_GIVEN ENTRIES:_
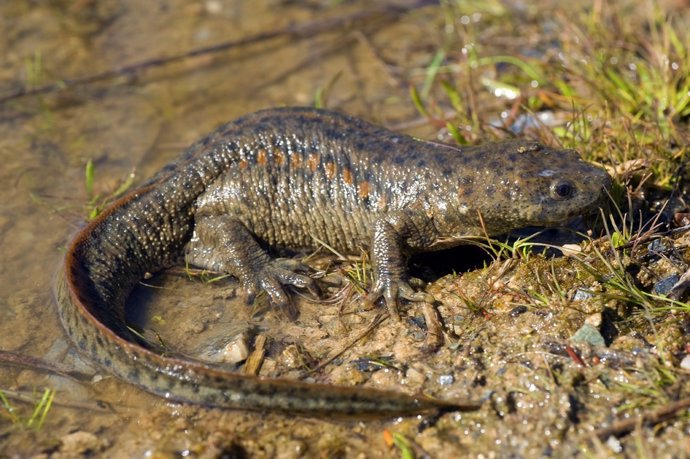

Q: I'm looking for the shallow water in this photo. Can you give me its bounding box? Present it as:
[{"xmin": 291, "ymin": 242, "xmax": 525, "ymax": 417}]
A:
[
  {"xmin": 0, "ymin": 0, "xmax": 687, "ymax": 457},
  {"xmin": 0, "ymin": 0, "xmax": 452, "ymax": 456}
]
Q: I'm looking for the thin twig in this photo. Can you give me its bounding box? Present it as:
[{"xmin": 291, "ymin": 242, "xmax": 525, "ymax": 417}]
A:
[
  {"xmin": 594, "ymin": 398, "xmax": 690, "ymax": 441},
  {"xmin": 300, "ymin": 313, "xmax": 388, "ymax": 378}
]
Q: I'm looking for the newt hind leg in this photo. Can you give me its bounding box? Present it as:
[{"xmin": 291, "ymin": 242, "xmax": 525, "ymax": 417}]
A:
[{"xmin": 186, "ymin": 215, "xmax": 316, "ymax": 320}]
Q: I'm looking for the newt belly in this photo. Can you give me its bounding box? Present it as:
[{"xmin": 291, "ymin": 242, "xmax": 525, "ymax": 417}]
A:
[{"xmin": 56, "ymin": 108, "xmax": 611, "ymax": 415}]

_TASK TO CARRY OUT:_ Reproduce all of the data above, swapping every "photo" for "image" and leaving everything else as it is. Omit the pictures.

_EXERCISE SOLUTION:_
Q: I'm looking for the shallow water in this image. Can you give me its bounding box? Present it as:
[{"xmin": 291, "ymin": 242, "xmax": 525, "ymax": 417}]
A:
[
  {"xmin": 0, "ymin": 0, "xmax": 687, "ymax": 457},
  {"xmin": 0, "ymin": 0, "xmax": 452, "ymax": 456}
]
Q: I'm looking for the thin twig in this image. Can you give me its bounding box? Present it as:
[{"xmin": 291, "ymin": 242, "xmax": 525, "ymax": 417}]
A:
[
  {"xmin": 594, "ymin": 398, "xmax": 690, "ymax": 441},
  {"xmin": 300, "ymin": 313, "xmax": 388, "ymax": 378}
]
Q: I'm looking for the newt hind leg in this image. Can you give me its bounding box? Present it as:
[{"xmin": 291, "ymin": 242, "xmax": 525, "ymax": 417}]
A:
[{"xmin": 186, "ymin": 215, "xmax": 316, "ymax": 320}]
Q: I'm looking for the newt belly in this image. Can you give me its bounding box? Present it as:
[{"xmin": 291, "ymin": 242, "xmax": 525, "ymax": 417}]
A:
[{"xmin": 56, "ymin": 108, "xmax": 611, "ymax": 415}]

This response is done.